_TASKS TO PERFORM_
1. In the article about the Cuban doctor, at which hospital was Pupo doing his residency in Neurosurgery?
2. Condense the paragraph starting "He tried to make a living" in the article about the Cuban doctor, keeping its main facts.

_PAGE EXTRACT_
"""

Cuban Doctor Asks His Followers for Help to Finance His Departure From the Country

Pupo has been unemployed since the end of 2020. (Screen capture)

14ymedio bigger14ymedio, Havana, 12 April 2022 — “I made this decision to leave Cuba several months ago because I am aware that here it will be very difficult for me to practice my profession in a hospital,” says Alexander Raúl Pupo Casas, a protesting doctor who this week has publicly announced his desire to emigrate from the island.

“I was hoping that something would happen that would prevent me from having to leave my country. I like living here, not under this regime, but I like my country and I had to take some time to come to the conclusion of emigrating.”

Pupo has been unemployed since the end of 2020, shortly after, due to pressure, he announced his resignation from a position at the Ernesto Guevara hospital in Las Tunas, where he was doing his residency in Neurosurgery.

The young doctor’s problems began as a result of a publication critical of the Cuban government: “Where are the values ​​of our people, where is the Cuban rebellion, how long will we continue to silently endure being blackmailed to our faces?” he wrote at that time.

Shortly after, the doctor announced that he had been expelled from the hostel where he was staying and was anonymously accused of “instigating disorder and creating destabilizing campaigns and states of opinion of the institutional and civil order.” He was unable to continue his Neurosurgery specialty.

He tried to make a living by copying audiovisual materials onto USB sticks and external hard drives, but that didn’t work either. “They visited the owner of the house where I doing that work, at his workplace, and threatened him. So I was able to save my medical degree but I survive thanks to donations from friends and followers.”

“Sometimes I have to use ingenuity to survive but I have not had to commit a crime to achieve it,” he says. The future as a migrant is unknown, although he knows that in order to practice as a doctor again he will have to make an effort, but “working in other occupations would be an honor.”

“I haven’t been able to work here for more than two years. I don’t have family abroad and I’m appealing to my supporters. I don’t have property in Cuba to finance my departure from the country.” His communication this week asks for help to cover travel expenses. “Buy the ticket and leave the country, that’s what I need,” summarizes his goal.

“In Cuba there is a lot of fear, also justified due to the repression and the lack of law. We doctors know well what a dictatorship is because we live in authoritarian structures within the hospitals themselves. My colleagues have let me know of their solidarity, but the fear has kept many away from me. Though I haven’t felt alone.”

“I can only think that perhaps they could demand more regarding the rights of their patients and themselves,” he stresses. “I don’t blame them because it’s a credible and justified fear. There hasn’t been a single Cuban authority that has come out in defense of my rights.”

The exodus of health professionals is noticeable. “Very few here want to work but we have no other choice. We are slaves and we are prevented from leaving the country.” He had been regulated — the government’s term for those forbidden to leave the country — but the ban on his traveling abroad was recently lifted.

“Recently a gynecologist colleague from Holguín told me that an entire team of her specialty had emigrated. If this continues in a short time, Cuba is going to have a shortage of professionals. All this due to the disrespect that the Cuban regime has towards its doctors.”

"""

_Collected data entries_
"""

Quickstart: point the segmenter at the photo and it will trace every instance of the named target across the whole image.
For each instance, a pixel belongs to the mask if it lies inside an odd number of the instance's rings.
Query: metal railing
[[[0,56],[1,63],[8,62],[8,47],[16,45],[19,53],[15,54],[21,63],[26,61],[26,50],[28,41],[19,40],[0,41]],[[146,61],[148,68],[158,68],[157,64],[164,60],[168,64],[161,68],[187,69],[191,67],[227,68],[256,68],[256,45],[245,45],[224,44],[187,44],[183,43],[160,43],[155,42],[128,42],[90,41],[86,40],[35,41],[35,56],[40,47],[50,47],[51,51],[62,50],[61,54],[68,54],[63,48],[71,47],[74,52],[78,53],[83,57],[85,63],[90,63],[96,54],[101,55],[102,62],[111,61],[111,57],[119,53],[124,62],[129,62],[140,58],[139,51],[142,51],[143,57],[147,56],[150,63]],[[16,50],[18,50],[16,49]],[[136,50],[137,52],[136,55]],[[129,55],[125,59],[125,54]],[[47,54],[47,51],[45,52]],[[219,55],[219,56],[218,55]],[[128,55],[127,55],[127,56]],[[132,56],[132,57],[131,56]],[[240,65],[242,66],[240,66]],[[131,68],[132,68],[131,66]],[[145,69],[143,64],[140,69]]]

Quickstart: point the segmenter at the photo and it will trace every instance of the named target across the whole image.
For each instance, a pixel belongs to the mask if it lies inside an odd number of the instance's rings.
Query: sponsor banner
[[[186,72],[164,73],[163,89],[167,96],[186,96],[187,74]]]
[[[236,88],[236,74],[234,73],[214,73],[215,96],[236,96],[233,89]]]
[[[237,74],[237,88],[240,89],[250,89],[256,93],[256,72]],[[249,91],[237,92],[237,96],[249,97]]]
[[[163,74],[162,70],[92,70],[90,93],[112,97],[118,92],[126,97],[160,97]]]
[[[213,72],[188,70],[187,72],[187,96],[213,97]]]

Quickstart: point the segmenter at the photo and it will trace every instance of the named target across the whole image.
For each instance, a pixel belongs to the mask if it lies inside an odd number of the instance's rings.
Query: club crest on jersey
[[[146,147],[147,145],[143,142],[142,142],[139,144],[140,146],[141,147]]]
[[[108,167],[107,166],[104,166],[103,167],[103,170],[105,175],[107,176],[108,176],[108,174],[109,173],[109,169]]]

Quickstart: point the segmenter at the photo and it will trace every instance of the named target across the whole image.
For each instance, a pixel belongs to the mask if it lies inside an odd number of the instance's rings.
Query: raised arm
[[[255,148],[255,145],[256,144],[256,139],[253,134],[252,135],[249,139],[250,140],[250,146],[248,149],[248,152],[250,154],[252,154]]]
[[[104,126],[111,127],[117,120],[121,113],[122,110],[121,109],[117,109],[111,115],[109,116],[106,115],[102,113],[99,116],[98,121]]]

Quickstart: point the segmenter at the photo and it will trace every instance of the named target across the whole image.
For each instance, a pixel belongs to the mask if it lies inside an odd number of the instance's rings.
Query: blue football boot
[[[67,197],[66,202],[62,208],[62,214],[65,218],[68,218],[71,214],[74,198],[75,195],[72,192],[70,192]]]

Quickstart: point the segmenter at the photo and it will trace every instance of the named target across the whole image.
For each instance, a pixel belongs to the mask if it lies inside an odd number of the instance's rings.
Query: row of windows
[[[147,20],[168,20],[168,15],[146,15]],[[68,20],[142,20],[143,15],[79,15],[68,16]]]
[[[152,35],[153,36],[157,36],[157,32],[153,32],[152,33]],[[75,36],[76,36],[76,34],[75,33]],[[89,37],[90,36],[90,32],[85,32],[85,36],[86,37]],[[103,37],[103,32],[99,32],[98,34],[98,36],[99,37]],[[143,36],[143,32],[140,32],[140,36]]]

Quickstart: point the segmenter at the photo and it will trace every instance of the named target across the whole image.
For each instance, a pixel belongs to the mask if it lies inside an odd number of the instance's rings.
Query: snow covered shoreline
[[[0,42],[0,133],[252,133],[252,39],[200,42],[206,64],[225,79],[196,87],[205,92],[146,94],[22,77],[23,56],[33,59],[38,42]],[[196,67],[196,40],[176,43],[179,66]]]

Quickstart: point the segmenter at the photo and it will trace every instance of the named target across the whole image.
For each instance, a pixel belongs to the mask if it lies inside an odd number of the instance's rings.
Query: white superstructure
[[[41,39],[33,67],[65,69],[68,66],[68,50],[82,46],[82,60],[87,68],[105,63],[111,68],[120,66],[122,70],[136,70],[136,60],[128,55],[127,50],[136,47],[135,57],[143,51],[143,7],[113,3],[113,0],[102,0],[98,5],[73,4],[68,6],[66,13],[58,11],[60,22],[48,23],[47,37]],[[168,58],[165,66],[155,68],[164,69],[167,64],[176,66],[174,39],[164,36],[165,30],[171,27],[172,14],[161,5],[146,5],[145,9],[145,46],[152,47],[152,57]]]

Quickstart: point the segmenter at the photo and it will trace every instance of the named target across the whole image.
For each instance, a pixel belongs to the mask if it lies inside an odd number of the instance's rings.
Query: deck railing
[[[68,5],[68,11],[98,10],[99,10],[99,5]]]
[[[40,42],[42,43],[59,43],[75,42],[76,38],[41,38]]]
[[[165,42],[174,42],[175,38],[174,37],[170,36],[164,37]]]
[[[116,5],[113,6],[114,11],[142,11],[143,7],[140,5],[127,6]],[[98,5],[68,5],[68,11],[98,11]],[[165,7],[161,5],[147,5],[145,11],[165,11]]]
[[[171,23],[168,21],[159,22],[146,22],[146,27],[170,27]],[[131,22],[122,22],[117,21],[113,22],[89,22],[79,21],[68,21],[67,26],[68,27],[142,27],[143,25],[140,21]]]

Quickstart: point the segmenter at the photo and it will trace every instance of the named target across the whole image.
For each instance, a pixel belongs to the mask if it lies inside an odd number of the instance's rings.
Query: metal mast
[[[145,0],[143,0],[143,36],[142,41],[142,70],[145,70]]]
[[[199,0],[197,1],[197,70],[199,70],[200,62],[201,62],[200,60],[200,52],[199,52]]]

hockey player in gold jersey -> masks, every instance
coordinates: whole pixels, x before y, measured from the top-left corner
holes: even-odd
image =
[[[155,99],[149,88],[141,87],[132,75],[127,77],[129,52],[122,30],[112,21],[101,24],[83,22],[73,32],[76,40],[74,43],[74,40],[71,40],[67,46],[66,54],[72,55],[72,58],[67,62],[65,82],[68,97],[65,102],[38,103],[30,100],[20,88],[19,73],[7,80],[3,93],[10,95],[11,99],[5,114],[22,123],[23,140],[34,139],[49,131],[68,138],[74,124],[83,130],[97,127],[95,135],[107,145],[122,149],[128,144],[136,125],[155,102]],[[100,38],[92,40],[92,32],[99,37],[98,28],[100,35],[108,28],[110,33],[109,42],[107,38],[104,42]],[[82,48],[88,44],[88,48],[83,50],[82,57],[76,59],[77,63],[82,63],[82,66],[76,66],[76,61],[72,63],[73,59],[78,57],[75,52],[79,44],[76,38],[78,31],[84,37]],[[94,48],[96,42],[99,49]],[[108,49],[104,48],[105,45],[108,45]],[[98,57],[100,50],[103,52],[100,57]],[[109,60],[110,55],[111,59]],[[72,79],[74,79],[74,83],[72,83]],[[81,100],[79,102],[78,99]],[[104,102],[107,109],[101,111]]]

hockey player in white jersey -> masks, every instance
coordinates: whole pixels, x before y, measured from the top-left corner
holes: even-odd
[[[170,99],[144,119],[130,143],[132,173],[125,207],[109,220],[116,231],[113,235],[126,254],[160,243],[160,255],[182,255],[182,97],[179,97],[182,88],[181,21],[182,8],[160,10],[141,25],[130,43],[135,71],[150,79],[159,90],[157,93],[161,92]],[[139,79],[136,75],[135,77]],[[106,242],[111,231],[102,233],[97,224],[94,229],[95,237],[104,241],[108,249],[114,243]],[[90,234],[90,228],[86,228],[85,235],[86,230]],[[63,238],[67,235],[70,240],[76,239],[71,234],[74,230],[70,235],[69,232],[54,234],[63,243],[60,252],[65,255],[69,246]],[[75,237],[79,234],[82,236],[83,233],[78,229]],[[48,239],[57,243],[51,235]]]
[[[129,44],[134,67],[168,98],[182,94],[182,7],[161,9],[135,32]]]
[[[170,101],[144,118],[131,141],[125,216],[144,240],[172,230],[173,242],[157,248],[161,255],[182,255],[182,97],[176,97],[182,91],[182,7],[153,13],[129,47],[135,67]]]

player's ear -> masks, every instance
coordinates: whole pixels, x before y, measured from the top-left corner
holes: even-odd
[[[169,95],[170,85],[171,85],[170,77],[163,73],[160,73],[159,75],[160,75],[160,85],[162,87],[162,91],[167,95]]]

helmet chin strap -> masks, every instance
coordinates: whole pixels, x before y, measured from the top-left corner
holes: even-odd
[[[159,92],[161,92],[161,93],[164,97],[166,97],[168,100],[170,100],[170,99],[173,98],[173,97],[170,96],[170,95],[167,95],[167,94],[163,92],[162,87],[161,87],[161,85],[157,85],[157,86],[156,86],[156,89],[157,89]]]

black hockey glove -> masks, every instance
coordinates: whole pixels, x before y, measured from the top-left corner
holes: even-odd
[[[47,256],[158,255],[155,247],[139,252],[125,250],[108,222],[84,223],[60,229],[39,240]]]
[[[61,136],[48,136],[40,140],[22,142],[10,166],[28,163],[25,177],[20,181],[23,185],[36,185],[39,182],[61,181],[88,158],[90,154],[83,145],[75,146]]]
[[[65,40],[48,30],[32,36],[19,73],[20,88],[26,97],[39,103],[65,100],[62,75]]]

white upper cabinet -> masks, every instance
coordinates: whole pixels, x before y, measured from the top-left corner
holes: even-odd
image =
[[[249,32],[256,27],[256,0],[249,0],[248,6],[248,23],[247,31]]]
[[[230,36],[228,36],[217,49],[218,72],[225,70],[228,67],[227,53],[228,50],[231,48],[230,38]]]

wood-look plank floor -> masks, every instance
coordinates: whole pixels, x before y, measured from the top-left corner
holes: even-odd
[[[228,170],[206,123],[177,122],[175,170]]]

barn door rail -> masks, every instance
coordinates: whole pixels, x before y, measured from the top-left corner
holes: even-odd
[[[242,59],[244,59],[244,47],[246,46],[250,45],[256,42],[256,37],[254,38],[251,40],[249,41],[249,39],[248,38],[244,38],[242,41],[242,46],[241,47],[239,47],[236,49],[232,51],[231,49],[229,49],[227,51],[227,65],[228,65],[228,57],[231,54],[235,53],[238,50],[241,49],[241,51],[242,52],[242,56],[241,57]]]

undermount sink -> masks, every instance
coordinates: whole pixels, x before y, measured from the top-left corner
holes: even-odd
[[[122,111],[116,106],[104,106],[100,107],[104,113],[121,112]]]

"""

_SOLUTION SET_
1. The Ernesto Guevara hospital in Las Tunas.

2. He tried to earn a living by copying audiovisual materials onto USB sticks and external hard drives. That failed when the owner of the house where he did the work was visited and threatened at his workplace. He kept his medical degree but lives on donations from friends and followers.